Retype the passage from the Giffen goods discussion below, between "In economics, Giffen" and "in play here.", inclusive.

──────── TEXT EXCERPT

In economics, Giffen goods are those where demand increases as prices increase. http://en.wikipedia.org/wiki/Giffen_good s

Posted by capitalcalls | Report as abusive

capitalcalls: calling something a Giffen good implies a bit of a different mechanism than what’s in play here.

I read of something similar to this happening with “rocky mountain oysters” at a particular restaurant; they tried selling them for 50 cents each and nobody wanted them, but they raised the price to $3 or so and limited them to two per customer and could portray them as a delicacy, and they sold much better. I don’t have a good source on this, though.

I am no microeconomist, but I always assumed it was a given that uninformed consumers (and the seller usually knows more than the buyer in the $2-6 wine market) use price as a proxy for quality. Pretty easy for sales of random-label wine Z to rise as putative price X increase along that range.

────────────────
──────── DATA EXCERPTS

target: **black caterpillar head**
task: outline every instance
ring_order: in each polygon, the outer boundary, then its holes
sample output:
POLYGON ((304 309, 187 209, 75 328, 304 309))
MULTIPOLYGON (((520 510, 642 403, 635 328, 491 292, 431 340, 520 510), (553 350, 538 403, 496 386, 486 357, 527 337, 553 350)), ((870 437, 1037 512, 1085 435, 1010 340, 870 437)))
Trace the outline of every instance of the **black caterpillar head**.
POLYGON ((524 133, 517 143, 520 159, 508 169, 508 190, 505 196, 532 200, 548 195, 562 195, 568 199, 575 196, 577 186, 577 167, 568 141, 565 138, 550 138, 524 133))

────────────────

[EXERCISE OUTPUT]:
In economics, Giffen goods are those where demand increases as prices increase. http://en.wikipedia.org/wiki/Giffen_good s

Posted by capitalcalls | Report as abusive

capitalcalls: calling something a Giffen good implies a bit of a different mechanism than what’s in play here.